* Excerpt to read:
Now, each variety is given loving attention, resulting in a lineup of six mushroom-infused vodka bottlings: Hen of the Woods, Enoki, Shiitake, Destroying Angel, Pleurotis and Spore. Each is indeed different, showcasing the subtle, earthy nuances and umami of each different mushroom.

While they’re not the only farm to turn agriculture into booze, what’s notable is how they’ve done it in a way that keeps the mushroom crop front and center.

The Rizzos’ journey began in New York City, where Joe taught botany and life science at a Brooklyn middle school. Mushrooms turned out to be the right fast-growing crop to keep students’ attention as a science experiment. Around 2009, the husband-and-wife team took a big leap, leaving the city for the Finger Lakes region, where they set up a mushroom farm, the cheekily named Blue Oyster Cultivation.

* Given information:
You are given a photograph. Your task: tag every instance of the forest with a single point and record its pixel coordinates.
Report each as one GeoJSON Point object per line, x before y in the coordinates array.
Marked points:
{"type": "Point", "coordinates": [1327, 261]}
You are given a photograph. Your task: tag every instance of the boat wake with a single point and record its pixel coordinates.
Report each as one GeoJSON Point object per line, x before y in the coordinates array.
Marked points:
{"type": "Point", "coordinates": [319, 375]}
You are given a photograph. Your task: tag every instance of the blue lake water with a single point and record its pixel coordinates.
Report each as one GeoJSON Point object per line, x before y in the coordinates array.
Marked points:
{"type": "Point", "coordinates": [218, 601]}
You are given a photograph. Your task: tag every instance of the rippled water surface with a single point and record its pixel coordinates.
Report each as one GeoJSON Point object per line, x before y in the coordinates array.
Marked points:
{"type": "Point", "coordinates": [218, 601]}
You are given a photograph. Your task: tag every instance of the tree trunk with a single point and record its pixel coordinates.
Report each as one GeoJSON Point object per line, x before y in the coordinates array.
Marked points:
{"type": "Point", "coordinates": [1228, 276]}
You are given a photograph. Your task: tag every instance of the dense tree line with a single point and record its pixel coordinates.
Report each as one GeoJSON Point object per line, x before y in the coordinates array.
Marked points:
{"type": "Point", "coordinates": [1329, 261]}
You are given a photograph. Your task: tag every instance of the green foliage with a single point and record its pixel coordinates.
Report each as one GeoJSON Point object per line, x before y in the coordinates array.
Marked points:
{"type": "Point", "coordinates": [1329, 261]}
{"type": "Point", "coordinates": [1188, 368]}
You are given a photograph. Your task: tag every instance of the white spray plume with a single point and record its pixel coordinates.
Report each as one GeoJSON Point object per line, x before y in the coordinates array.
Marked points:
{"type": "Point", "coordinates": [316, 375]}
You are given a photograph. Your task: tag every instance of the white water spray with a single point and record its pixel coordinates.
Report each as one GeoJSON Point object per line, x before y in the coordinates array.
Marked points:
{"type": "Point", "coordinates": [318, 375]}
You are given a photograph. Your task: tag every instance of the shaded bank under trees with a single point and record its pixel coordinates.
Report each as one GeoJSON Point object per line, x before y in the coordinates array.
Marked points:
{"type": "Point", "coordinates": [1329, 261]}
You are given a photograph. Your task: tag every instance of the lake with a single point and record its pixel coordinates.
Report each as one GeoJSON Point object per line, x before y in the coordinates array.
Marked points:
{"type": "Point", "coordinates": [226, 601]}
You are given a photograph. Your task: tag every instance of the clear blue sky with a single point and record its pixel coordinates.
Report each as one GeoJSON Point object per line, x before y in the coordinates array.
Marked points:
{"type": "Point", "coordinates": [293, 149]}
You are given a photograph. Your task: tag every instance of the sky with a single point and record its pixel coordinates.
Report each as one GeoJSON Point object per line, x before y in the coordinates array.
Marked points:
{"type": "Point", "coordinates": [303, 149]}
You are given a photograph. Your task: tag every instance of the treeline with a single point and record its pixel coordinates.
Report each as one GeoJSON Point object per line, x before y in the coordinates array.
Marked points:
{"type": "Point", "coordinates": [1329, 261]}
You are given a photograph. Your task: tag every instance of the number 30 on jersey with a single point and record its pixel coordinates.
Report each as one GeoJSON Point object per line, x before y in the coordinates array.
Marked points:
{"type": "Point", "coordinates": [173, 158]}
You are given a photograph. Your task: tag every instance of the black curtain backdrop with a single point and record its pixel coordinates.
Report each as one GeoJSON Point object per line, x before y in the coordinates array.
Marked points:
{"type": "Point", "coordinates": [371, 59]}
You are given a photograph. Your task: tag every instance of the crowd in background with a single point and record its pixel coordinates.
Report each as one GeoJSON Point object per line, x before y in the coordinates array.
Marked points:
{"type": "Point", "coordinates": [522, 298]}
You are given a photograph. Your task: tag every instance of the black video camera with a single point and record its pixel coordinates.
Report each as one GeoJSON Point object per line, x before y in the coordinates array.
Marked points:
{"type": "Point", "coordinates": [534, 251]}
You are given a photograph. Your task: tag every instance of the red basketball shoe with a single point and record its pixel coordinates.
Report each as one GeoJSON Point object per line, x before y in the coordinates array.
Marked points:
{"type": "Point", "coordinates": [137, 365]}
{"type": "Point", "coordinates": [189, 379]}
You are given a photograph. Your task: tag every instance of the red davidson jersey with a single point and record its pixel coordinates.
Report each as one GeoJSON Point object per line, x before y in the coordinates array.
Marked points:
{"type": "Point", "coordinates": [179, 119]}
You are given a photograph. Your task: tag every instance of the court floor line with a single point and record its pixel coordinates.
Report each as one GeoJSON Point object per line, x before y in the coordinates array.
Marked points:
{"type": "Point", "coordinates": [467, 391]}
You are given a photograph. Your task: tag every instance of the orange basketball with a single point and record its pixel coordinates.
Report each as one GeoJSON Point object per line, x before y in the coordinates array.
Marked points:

* Your instructions: Decide whether each statement agrees with the passage on mushroom-infused vodka, answering yes or no and quoting the deciding words. (a) One of the vodka bottlings is named Destroying Angel. (b) Joe taught chemistry at a Brooklyn high school. (c) The Rizzos left the city for the Finger Lakes region around 2009.

* Written solution:
(a) Yes: "Hen of the Woods, Enoki, Shiitake, Destroying Angel, Pleurotis and Spore."
(b) No: "Joe taught botany and life science at a Brooklyn middle school."
(c) Yes: "Around 2009, the husband-and-wife team took a big leap, leaving the city for the Finger Lakes region."